- **WORK TASK**
Retype all entries exactly as they stand, excluding pictures.
*** Opening of ENTRIES SUPPLIED ***
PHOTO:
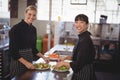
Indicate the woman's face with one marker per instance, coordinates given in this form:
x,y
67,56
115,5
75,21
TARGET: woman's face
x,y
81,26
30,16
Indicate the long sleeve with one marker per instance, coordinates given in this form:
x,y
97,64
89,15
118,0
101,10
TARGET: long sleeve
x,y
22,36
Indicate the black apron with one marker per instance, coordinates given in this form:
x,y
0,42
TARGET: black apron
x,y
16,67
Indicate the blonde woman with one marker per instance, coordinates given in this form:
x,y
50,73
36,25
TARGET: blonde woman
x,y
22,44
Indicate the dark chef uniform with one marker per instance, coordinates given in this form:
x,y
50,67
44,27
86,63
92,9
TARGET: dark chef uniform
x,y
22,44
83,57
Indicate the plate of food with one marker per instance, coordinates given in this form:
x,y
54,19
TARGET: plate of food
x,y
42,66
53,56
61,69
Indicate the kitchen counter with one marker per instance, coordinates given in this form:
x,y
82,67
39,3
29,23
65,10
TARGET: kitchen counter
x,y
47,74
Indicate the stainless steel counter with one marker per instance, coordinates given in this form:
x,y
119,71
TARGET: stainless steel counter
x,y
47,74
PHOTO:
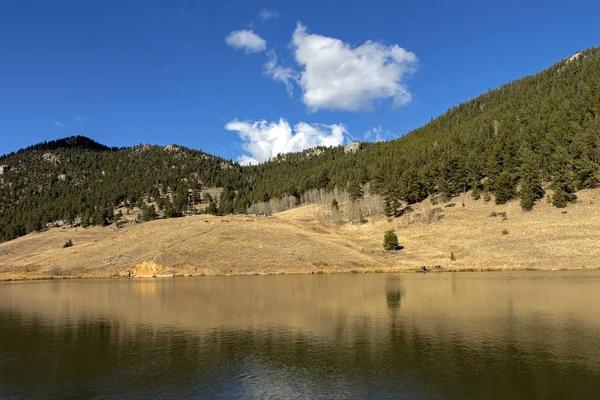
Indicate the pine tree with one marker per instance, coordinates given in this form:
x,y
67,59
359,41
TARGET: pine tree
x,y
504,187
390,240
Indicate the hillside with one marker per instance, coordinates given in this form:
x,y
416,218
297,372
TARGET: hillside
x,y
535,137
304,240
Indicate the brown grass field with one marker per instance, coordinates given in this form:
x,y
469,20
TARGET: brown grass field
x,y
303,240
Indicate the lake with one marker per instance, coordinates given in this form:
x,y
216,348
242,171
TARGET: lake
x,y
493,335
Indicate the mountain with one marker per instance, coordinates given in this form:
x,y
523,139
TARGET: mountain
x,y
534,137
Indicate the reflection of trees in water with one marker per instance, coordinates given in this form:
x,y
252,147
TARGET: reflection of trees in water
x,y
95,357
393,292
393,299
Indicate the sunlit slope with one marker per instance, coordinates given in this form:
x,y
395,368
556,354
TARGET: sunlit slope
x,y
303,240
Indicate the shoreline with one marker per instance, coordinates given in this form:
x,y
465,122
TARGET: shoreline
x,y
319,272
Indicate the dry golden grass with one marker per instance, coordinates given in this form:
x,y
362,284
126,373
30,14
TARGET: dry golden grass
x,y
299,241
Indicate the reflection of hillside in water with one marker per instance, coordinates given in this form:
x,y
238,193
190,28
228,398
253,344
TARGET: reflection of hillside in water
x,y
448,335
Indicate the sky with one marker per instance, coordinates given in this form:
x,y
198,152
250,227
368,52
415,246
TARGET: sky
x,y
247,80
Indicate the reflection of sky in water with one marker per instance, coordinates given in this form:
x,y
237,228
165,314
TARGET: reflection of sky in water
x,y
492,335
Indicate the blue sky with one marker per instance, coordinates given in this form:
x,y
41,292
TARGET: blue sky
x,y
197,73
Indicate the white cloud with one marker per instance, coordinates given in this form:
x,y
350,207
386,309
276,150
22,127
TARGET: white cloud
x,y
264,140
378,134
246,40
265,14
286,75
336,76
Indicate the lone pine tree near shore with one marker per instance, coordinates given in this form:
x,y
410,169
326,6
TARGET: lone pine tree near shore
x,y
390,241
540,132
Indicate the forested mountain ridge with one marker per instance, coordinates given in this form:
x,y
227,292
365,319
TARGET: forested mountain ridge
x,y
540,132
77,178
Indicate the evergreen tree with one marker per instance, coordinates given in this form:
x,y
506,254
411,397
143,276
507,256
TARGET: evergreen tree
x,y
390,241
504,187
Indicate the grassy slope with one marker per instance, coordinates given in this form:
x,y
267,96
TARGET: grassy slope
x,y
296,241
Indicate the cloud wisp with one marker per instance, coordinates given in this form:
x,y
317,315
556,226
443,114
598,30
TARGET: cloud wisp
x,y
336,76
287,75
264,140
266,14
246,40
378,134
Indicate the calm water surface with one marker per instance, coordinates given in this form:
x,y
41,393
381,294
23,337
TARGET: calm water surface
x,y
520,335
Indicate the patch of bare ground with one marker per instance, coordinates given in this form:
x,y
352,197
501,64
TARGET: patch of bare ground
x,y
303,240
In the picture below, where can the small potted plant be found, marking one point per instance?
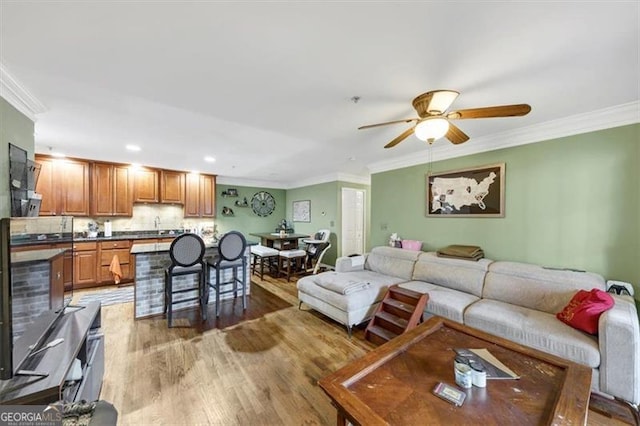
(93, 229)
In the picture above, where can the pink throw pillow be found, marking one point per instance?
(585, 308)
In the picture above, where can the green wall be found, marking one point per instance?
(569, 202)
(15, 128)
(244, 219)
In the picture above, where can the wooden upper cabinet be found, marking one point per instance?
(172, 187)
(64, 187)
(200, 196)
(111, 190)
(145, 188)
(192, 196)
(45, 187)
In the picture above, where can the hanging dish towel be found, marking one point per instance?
*** Close of ENTRIES SUPPLIED ***
- **RESPONSE FOR THIS EXERCISE**
PHOTO:
Indicate the woman's face with one marker per instance, coordinates given in this form:
x,y
67,56
115,5
75,21
TARGET: woman's face
x,y
81,26
30,16
Indicate the long sleeve with one marker per instance, coordinates given in this form:
x,y
97,64
89,15
118,0
101,10
TARGET: long sleeve
x,y
22,36
Indicate the black apron with one marker per instance, coordinates given in this form:
x,y
0,42
TARGET: black apron
x,y
16,67
Indicate the blonde woman with one marker per instance, coordinates given in this form:
x,y
50,73
36,25
TARGET: blonde woman
x,y
22,44
Indicate the dark chef uniform with one marker per instance, coordinates given in this form:
x,y
50,67
44,27
86,63
92,9
TARGET: dark chef uniform
x,y
22,44
83,57
Indicate the plate of food with one marker per instance, coordinates given in this form:
x,y
54,19
TARGET: plate of food
x,y
42,66
53,56
61,69
Indicate the kitchen counter with one marker per instance, coordinates given in this form:
x,y
82,67
39,3
29,23
65,10
TARGET: kitchen counter
x,y
47,74
Indicate the stainless steel counter with one marker per instance, coordinates given in this form:
x,y
119,71
TARGET: stainless steel counter
x,y
47,74
PHOTO:
Indicate the pine tree with one marker per instance, coordinates given in this form:
x,y
67,59
359,41
TARGET: pine tree
x,y
504,187
390,240
Indicate the hillside with one marker per instance, coordinates given in this form:
x,y
416,218
297,372
TARGET: hillside
x,y
535,137
304,240
Indicate the brown grass field with one marker per instance, coordinates given in this form:
x,y
469,20
TARGET: brown grass field
x,y
303,240
Indicate the lake with one marker per instance, coordinates given in this form:
x,y
216,348
242,171
TARGET: lake
x,y
493,335
Indicate the mountain with one marker per instance, coordinates given in this form:
x,y
523,139
TARGET: mountain
x,y
534,137
Indicate the reflection of trees in water with one marker per instance, coordinates given in this form:
x,y
252,147
TARGET: reflection of trees in water
x,y
95,357
393,292
393,299
Indicate the sunlit slope with one marker per instance, coordinates given in this form:
x,y
395,368
556,354
TARGET: sunlit slope
x,y
303,240
Indicate the shoreline with one marker per instance, coordinates given in this form:
x,y
465,122
TARGET: shoreline
x,y
319,272
Indicate the dry golden grass with one marker per instance, coordinates given in this form:
x,y
362,284
126,373
30,14
TARGET: dry golden grass
x,y
299,241
Indicate the reflection of hillside in water with one marker per instance, coordinates given in this form:
x,y
238,193
190,28
228,398
253,344
TARGET: reflection of hillside in water
x,y
448,335
Indicate the sky with one marker per instance, coordinates given in this form:
x,y
198,152
250,227
368,52
415,246
TARGET: sky
x,y
247,80
Indicate the reflection of sky in water with one marker per instance, coordinates given in this form:
x,y
237,228
165,314
TARGET: reflection of sky in water
x,y
492,335
Indicate the blue sky with one marker per instance, coordinates given in this form:
x,y
41,292
TARGET: blue sky
x,y
197,73
Indicate the white cloud with one marker per instance, coordinates given in this form:
x,y
350,207
386,309
276,150
22,127
TARGET: white cloud
x,y
264,140
378,134
246,40
265,14
286,75
336,76
Indicate the lone pine tree near shore with one marker per instance, coordinates given in this form:
x,y
410,169
326,6
TARGET: lone pine tree near shore
x,y
390,241
540,132
Indicate the forested mountain ridge with one marker per instance, coordinates given in this form:
x,y
227,292
365,319
TARGET: forested mountain ridge
x,y
540,132
77,178
Indicate the evergreen tree with one marker per instance, coordinates given in this form:
x,y
506,254
411,397
143,276
507,256
TARGET: evergreen tree
x,y
390,241
504,187
Indicate the grassy slope with one marker per instance, coordinates given in this form:
x,y
267,96
TARGET: grassy slope
x,y
296,241
Indicate the cloud wisp with one marker per instance, coordinates given in this form:
x,y
317,315
556,226
443,114
598,30
TARGET: cloud wisp
x,y
336,76
287,75
264,140
266,14
246,40
378,134
Indicate the calm water surface with one marker per instance, coordinates given in this form:
x,y
41,393
381,294
23,337
TARGET: calm water surface
x,y
520,335
Indicate the patch of bare ground with one marker per instance, coordinates given in this form:
x,y
352,197
501,64
TARGET: patch of bare ground
x,y
303,240
In the picture below, where can the small potted plant be found, marking one point per instance?
(93, 229)
In the picture above, where can the pink throw pillow be found, marking one point per instance?
(585, 308)
In the picture above, where can the green wall be found, marking one point per instance?
(569, 202)
(15, 128)
(244, 219)
In the picture above, where can the wooden upper cabinet be found, marking one point per instance?
(172, 187)
(64, 187)
(200, 196)
(111, 190)
(145, 188)
(192, 196)
(45, 187)
In the picture above, where can the hanging dish towel be found, marking one point per instance?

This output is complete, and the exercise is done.